YOUR INSTRUCTIONS | Below are records with pictures; copy word for word only the lines between the line with "One point marks each instance of the sign" and the line with "For the audit set, annotate each instance of the mountain", inclusive, and drop the pictures.

Stored records
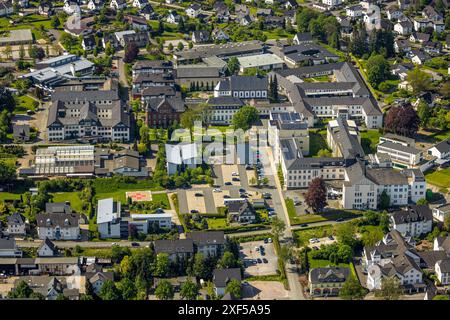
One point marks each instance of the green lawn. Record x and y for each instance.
(216, 223)
(23, 103)
(369, 140)
(440, 178)
(326, 216)
(304, 235)
(161, 197)
(9, 196)
(72, 197)
(317, 141)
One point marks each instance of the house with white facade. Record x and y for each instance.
(440, 212)
(209, 243)
(441, 150)
(9, 248)
(182, 155)
(118, 4)
(442, 270)
(58, 223)
(393, 256)
(244, 87)
(109, 220)
(414, 220)
(47, 249)
(16, 225)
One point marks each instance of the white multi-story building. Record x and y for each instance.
(401, 156)
(441, 150)
(98, 114)
(442, 269)
(209, 243)
(393, 257)
(59, 223)
(413, 221)
(440, 212)
(244, 87)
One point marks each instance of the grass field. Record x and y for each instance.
(9, 196)
(72, 197)
(369, 141)
(304, 235)
(440, 178)
(317, 141)
(216, 223)
(23, 103)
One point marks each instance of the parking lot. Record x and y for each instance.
(227, 174)
(264, 290)
(249, 255)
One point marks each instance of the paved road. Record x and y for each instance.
(83, 244)
(281, 210)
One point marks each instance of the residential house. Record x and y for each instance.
(140, 4)
(404, 27)
(419, 57)
(219, 35)
(118, 4)
(245, 87)
(221, 278)
(394, 13)
(182, 155)
(193, 10)
(241, 212)
(354, 11)
(441, 211)
(413, 220)
(109, 222)
(16, 225)
(137, 23)
(393, 256)
(419, 37)
(6, 8)
(442, 269)
(303, 37)
(173, 17)
(180, 249)
(95, 5)
(327, 281)
(209, 243)
(164, 112)
(47, 249)
(200, 36)
(441, 150)
(9, 248)
(58, 223)
(97, 279)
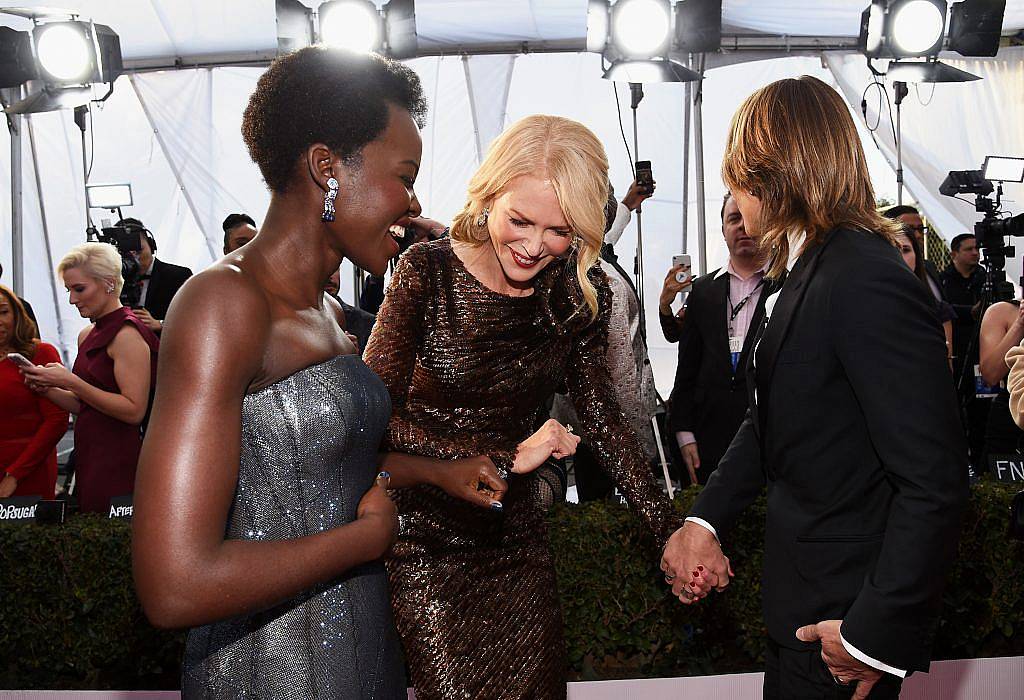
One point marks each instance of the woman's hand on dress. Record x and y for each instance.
(48, 376)
(377, 508)
(7, 485)
(553, 439)
(474, 480)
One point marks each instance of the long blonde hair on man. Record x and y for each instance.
(570, 157)
(794, 145)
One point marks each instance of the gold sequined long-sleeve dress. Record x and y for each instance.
(469, 370)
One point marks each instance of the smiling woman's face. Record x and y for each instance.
(527, 227)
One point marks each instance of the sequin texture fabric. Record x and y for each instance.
(469, 372)
(309, 446)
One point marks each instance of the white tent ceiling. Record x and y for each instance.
(187, 29)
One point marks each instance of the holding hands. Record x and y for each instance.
(693, 563)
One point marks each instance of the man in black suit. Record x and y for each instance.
(852, 425)
(723, 312)
(159, 280)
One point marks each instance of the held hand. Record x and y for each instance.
(48, 376)
(474, 480)
(636, 194)
(693, 563)
(553, 439)
(147, 319)
(844, 667)
(692, 460)
(376, 507)
(7, 485)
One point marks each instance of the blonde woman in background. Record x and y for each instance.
(110, 385)
(476, 333)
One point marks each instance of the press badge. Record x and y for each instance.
(735, 347)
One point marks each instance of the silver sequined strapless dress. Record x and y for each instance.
(309, 446)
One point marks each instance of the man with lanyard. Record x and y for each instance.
(964, 281)
(709, 398)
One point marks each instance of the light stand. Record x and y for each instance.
(901, 91)
(636, 95)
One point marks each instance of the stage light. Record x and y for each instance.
(353, 25)
(902, 29)
(975, 27)
(597, 26)
(641, 29)
(66, 52)
(918, 28)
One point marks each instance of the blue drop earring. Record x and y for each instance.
(329, 198)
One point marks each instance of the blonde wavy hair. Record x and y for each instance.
(565, 152)
(100, 261)
(794, 145)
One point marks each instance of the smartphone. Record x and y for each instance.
(20, 360)
(683, 275)
(645, 176)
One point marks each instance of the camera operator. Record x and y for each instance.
(159, 281)
(239, 229)
(420, 228)
(723, 312)
(964, 282)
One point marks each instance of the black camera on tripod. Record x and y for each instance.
(992, 230)
(126, 239)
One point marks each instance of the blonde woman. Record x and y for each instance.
(476, 332)
(109, 386)
(853, 425)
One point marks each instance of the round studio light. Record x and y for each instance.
(916, 27)
(640, 28)
(65, 52)
(352, 25)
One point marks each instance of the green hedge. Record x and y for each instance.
(69, 617)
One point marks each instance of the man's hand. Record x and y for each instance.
(636, 194)
(147, 319)
(693, 563)
(844, 667)
(692, 460)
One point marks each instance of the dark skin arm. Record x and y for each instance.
(185, 572)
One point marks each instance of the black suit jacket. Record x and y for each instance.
(165, 281)
(855, 431)
(708, 398)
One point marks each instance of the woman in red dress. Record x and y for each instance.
(30, 426)
(111, 384)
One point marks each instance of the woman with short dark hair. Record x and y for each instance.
(257, 520)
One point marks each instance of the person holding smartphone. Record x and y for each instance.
(709, 396)
(30, 426)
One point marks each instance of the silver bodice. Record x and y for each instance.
(309, 445)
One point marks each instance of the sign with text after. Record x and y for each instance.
(121, 507)
(1009, 468)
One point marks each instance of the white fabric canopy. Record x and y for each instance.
(175, 135)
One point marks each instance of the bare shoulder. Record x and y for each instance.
(220, 299)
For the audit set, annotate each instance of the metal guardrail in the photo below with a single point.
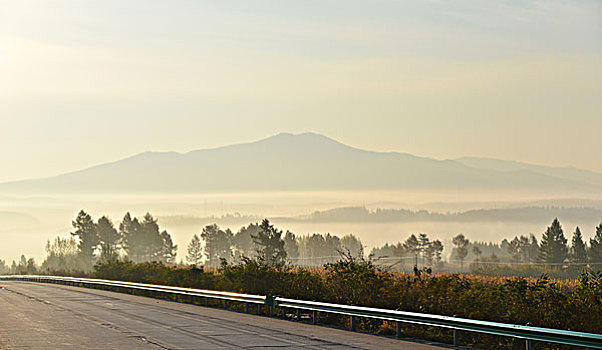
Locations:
(528, 333)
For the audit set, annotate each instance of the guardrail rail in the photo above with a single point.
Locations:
(528, 333)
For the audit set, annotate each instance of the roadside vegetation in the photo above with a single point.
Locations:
(566, 292)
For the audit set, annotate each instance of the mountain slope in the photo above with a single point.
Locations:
(292, 162)
(569, 172)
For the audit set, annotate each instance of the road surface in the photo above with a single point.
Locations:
(46, 316)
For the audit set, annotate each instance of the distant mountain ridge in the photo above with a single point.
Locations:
(305, 161)
(519, 214)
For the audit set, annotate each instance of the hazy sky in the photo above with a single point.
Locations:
(84, 82)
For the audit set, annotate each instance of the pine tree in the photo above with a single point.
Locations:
(461, 248)
(434, 252)
(218, 244)
(85, 231)
(109, 239)
(553, 247)
(168, 250)
(578, 248)
(195, 251)
(595, 248)
(412, 246)
(291, 246)
(423, 244)
(270, 245)
(132, 238)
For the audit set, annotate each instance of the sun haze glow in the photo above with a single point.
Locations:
(85, 82)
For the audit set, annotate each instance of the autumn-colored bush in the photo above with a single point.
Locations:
(571, 305)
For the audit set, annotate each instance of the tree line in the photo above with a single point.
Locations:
(99, 241)
(267, 244)
(552, 250)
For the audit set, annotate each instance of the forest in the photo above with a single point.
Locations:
(142, 240)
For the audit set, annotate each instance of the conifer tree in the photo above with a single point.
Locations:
(270, 245)
(553, 248)
(578, 248)
(218, 244)
(132, 238)
(88, 241)
(195, 251)
(461, 248)
(595, 248)
(109, 239)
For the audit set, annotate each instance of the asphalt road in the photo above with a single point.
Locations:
(44, 316)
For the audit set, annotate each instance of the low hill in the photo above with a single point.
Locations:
(302, 162)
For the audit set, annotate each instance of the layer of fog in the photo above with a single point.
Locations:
(27, 222)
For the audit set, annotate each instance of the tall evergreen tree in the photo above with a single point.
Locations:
(195, 251)
(412, 246)
(270, 245)
(218, 244)
(153, 241)
(88, 241)
(109, 239)
(168, 250)
(461, 248)
(133, 240)
(595, 248)
(553, 248)
(434, 251)
(578, 248)
(243, 241)
(291, 246)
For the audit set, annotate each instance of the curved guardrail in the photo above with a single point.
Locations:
(528, 333)
(456, 323)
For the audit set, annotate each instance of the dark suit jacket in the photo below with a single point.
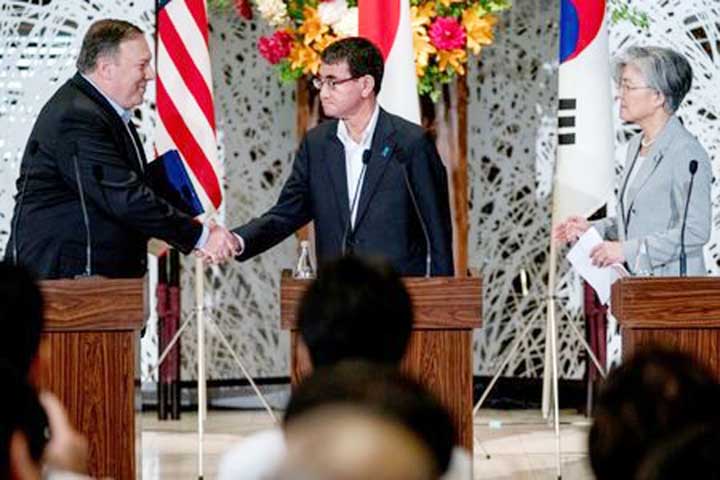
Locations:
(78, 125)
(386, 224)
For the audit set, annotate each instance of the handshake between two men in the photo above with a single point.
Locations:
(221, 245)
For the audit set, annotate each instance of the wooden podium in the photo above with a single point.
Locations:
(681, 313)
(439, 355)
(92, 327)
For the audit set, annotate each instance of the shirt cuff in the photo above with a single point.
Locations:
(203, 238)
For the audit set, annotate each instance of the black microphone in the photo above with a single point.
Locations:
(402, 160)
(683, 255)
(32, 149)
(348, 235)
(86, 218)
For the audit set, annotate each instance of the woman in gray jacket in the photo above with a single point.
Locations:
(651, 84)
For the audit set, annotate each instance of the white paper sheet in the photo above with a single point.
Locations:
(599, 278)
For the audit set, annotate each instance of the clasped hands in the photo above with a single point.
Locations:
(221, 245)
(602, 255)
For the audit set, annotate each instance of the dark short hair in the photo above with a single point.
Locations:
(21, 317)
(356, 309)
(692, 453)
(382, 390)
(362, 56)
(20, 411)
(103, 38)
(651, 397)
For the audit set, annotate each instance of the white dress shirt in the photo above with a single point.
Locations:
(125, 116)
(631, 177)
(353, 159)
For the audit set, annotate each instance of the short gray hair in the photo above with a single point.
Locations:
(103, 38)
(663, 69)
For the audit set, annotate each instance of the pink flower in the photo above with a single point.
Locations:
(276, 46)
(446, 33)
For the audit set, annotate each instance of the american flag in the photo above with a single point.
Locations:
(186, 117)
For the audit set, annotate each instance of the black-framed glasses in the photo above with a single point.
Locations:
(624, 87)
(330, 82)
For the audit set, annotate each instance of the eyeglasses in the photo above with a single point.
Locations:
(330, 82)
(624, 87)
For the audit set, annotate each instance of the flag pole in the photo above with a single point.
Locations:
(201, 398)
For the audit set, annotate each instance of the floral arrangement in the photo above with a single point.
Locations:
(445, 33)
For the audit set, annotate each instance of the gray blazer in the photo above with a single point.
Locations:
(656, 202)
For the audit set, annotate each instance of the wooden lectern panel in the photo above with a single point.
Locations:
(92, 331)
(680, 313)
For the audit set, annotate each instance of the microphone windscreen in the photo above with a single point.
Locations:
(32, 147)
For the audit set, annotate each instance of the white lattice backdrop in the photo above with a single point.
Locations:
(512, 143)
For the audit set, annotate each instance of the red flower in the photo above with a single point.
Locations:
(243, 8)
(446, 33)
(276, 46)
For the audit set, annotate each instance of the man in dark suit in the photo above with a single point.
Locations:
(372, 182)
(84, 206)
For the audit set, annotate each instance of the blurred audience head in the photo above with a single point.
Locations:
(22, 428)
(355, 309)
(692, 453)
(660, 70)
(21, 318)
(382, 390)
(651, 397)
(354, 443)
(103, 39)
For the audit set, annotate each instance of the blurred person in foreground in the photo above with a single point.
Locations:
(648, 400)
(352, 443)
(651, 84)
(85, 205)
(380, 390)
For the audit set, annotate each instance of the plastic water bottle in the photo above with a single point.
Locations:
(304, 266)
(643, 266)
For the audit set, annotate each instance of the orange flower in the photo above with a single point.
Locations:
(324, 42)
(422, 15)
(479, 29)
(312, 28)
(453, 58)
(305, 58)
(423, 50)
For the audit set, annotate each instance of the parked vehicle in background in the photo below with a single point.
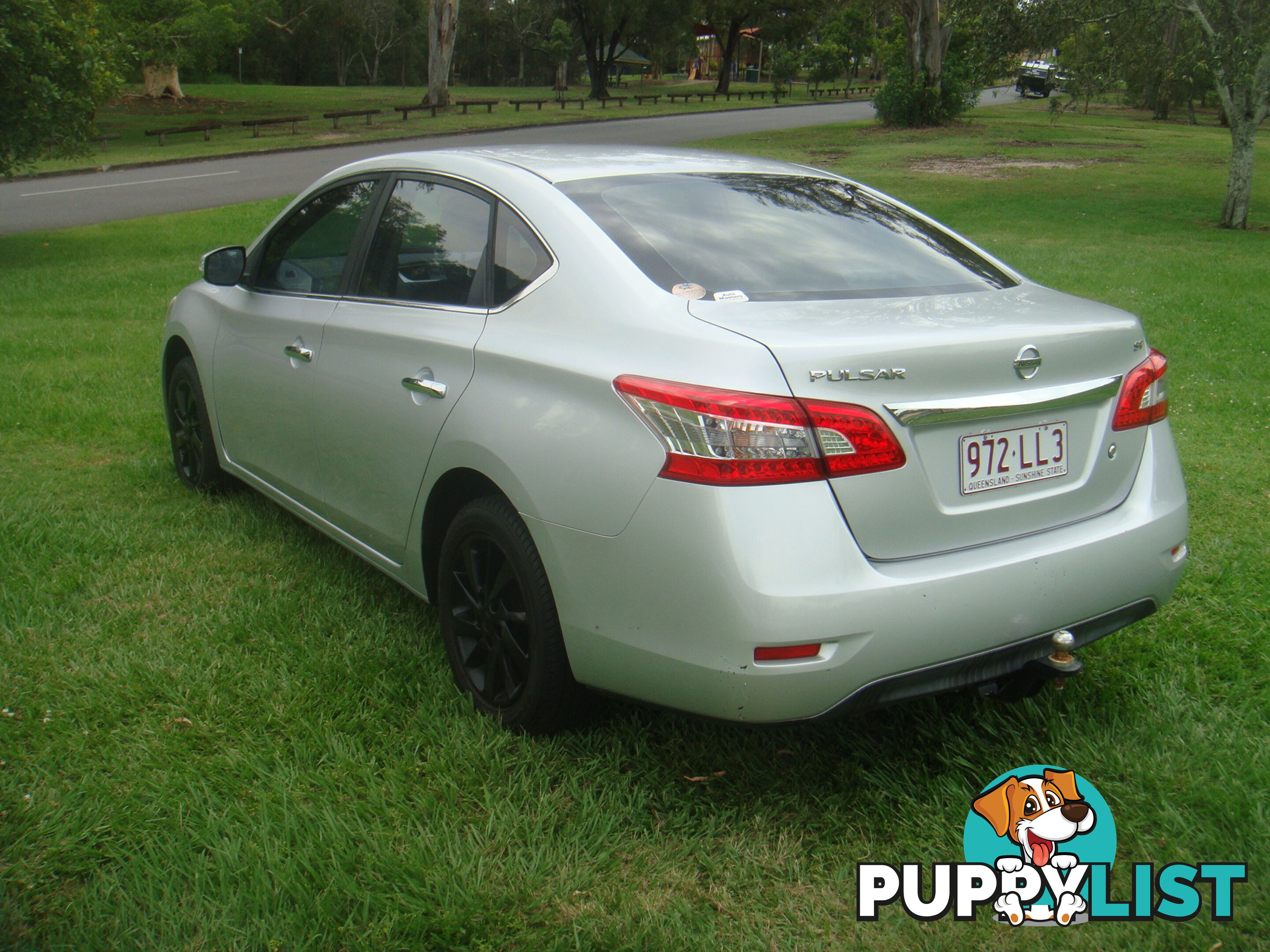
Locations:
(725, 435)
(1037, 78)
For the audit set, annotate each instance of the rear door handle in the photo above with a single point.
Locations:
(425, 386)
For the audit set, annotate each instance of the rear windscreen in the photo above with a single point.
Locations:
(778, 238)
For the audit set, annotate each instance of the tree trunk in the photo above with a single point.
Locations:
(729, 55)
(1239, 188)
(162, 79)
(1165, 87)
(442, 30)
(1245, 104)
(927, 41)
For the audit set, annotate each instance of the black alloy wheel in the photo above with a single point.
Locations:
(194, 450)
(500, 624)
(492, 628)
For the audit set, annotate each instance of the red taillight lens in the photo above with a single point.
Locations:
(729, 439)
(854, 439)
(1143, 398)
(784, 653)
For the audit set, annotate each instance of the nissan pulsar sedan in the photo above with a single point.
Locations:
(722, 435)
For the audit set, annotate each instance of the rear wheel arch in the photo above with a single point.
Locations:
(451, 493)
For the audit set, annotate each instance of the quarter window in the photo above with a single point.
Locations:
(309, 250)
(520, 258)
(430, 247)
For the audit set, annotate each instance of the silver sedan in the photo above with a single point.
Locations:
(723, 435)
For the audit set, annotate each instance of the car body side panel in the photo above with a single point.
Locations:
(374, 436)
(777, 565)
(542, 399)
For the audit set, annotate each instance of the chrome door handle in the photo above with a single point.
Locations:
(425, 386)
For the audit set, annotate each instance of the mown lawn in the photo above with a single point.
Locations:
(223, 732)
(131, 115)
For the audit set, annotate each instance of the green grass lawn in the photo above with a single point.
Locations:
(224, 732)
(131, 115)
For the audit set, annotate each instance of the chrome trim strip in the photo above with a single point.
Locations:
(931, 412)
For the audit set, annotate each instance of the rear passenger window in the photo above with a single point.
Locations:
(308, 253)
(430, 247)
(520, 258)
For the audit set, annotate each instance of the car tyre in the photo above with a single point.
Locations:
(194, 447)
(500, 624)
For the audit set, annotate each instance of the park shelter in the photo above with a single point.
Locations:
(627, 61)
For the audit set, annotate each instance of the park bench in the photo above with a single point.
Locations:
(348, 113)
(275, 121)
(407, 110)
(488, 103)
(205, 127)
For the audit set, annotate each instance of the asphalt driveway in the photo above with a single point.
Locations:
(69, 201)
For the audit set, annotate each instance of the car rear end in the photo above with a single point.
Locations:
(960, 464)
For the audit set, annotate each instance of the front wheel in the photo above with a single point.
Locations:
(194, 450)
(500, 624)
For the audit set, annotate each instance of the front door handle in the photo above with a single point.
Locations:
(425, 386)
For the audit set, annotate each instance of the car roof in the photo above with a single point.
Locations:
(567, 163)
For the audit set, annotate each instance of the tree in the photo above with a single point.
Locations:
(381, 31)
(442, 30)
(949, 51)
(1237, 35)
(1087, 61)
(56, 69)
(604, 25)
(168, 35)
(784, 64)
(825, 61)
(559, 48)
(728, 18)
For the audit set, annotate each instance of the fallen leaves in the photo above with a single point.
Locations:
(700, 780)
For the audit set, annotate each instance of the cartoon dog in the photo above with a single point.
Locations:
(1038, 813)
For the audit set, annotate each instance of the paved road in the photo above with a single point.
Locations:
(67, 201)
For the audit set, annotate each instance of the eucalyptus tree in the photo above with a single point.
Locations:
(56, 69)
(606, 26)
(442, 32)
(1237, 35)
(167, 35)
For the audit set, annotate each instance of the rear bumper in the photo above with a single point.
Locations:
(671, 610)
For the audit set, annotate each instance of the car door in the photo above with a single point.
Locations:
(270, 339)
(399, 353)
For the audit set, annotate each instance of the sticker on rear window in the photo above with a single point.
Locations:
(694, 292)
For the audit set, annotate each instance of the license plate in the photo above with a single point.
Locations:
(1010, 457)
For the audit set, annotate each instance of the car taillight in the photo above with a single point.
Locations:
(732, 439)
(1143, 398)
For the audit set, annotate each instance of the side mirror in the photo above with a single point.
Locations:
(225, 266)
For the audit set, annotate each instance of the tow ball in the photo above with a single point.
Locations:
(1062, 659)
(1057, 667)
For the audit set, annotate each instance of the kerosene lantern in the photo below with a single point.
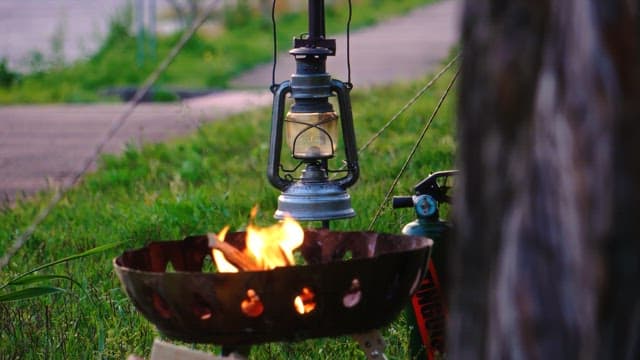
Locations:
(311, 127)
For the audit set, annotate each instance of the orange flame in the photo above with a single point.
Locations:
(304, 303)
(269, 247)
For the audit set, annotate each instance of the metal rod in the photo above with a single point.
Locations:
(316, 19)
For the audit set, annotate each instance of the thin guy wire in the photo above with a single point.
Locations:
(409, 103)
(349, 46)
(115, 127)
(413, 151)
(275, 46)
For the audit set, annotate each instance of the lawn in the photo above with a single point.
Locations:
(194, 185)
(208, 61)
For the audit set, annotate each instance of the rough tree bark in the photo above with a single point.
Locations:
(546, 259)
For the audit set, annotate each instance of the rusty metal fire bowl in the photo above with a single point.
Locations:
(359, 281)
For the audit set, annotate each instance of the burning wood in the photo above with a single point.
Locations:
(266, 248)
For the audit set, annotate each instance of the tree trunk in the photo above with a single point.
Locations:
(546, 259)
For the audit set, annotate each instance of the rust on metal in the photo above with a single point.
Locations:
(360, 281)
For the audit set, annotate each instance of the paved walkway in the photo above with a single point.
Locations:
(41, 145)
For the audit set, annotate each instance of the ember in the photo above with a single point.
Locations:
(266, 248)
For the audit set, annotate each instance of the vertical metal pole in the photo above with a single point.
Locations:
(316, 19)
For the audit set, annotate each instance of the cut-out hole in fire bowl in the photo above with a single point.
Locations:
(329, 296)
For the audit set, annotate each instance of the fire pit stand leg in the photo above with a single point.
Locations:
(372, 343)
(166, 351)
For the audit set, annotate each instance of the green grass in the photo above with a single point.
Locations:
(206, 62)
(191, 186)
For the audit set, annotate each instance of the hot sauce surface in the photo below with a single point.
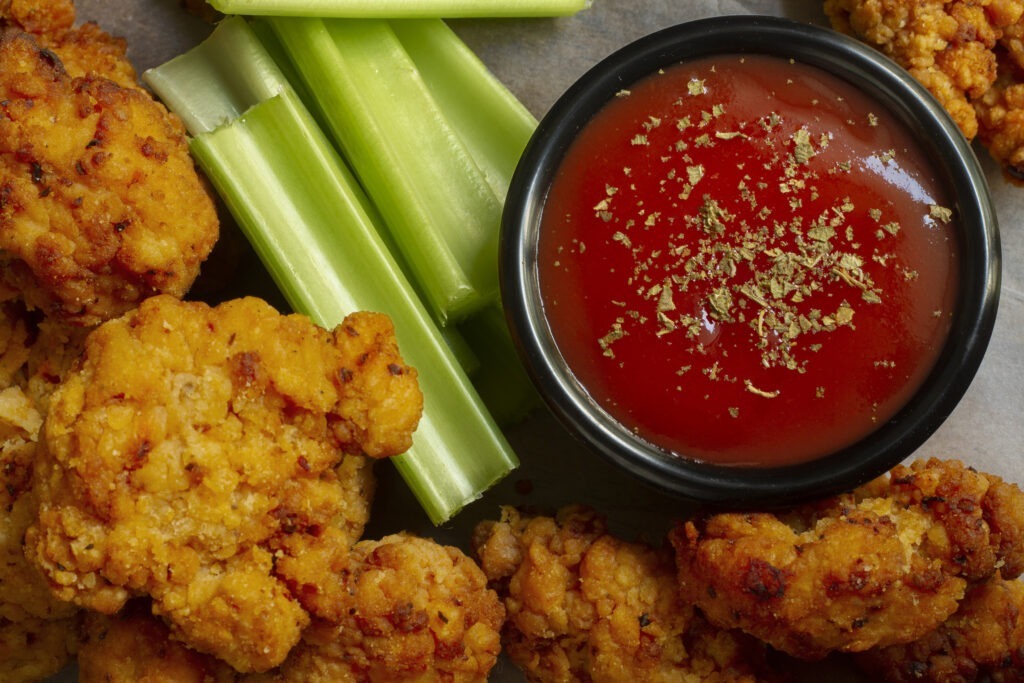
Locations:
(744, 260)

TASK OUTPUT |
One point marks each instance of the sign with text after. Record x and y for each instance.
(121, 507)
(1009, 468)
One point marks each instance of the white fabric canopy. Record x and y for each instance.
(175, 135)
One point marks each instance of the bare shoulder. Record x and y for each instance.
(220, 299)
For the audit set, annotate each instance of the metal guardrail in the photo below with a single point.
Locations:
(528, 333)
For the audit set, annotate each instance of the guardrail rail in the photo above with a single point.
Locations:
(528, 333)
For the audit set, annotate each instance of the roadside vegetation in the photo above with a single point.
Locations:
(566, 292)
For the audit set, annotate each instance of the mountain slope in the photo above with a single point.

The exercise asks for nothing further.